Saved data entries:
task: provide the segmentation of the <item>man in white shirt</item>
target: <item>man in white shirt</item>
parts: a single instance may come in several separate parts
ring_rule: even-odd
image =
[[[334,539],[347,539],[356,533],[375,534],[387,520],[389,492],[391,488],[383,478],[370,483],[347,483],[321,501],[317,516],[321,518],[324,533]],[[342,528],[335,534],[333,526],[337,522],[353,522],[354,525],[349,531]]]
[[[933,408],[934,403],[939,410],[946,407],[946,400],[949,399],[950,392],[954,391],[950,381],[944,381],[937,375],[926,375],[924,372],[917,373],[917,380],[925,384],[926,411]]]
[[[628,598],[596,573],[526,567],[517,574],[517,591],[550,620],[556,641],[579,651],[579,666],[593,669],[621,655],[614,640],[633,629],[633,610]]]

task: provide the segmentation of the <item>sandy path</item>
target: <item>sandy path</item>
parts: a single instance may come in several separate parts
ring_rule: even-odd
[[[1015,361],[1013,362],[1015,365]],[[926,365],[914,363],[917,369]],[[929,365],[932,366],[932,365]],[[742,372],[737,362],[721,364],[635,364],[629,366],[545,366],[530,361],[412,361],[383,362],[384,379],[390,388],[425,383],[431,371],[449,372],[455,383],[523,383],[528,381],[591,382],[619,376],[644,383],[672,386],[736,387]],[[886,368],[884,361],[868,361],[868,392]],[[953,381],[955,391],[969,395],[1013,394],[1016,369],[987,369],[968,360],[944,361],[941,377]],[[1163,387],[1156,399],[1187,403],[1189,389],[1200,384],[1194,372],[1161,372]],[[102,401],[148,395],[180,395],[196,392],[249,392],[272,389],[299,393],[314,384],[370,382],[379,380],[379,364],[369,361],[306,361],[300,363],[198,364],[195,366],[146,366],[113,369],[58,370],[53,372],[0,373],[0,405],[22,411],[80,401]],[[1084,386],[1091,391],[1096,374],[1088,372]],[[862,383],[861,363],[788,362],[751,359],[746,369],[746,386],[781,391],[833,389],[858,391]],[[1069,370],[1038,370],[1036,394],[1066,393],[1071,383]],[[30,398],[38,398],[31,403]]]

■ Work order ■
Search term "segmentation": return each line of the data that contains it.

■ Problem solution ■
task: provide the segmentation of the <item>man in white shirt</item>
task: provide the segmentation of the <item>sandy path</item>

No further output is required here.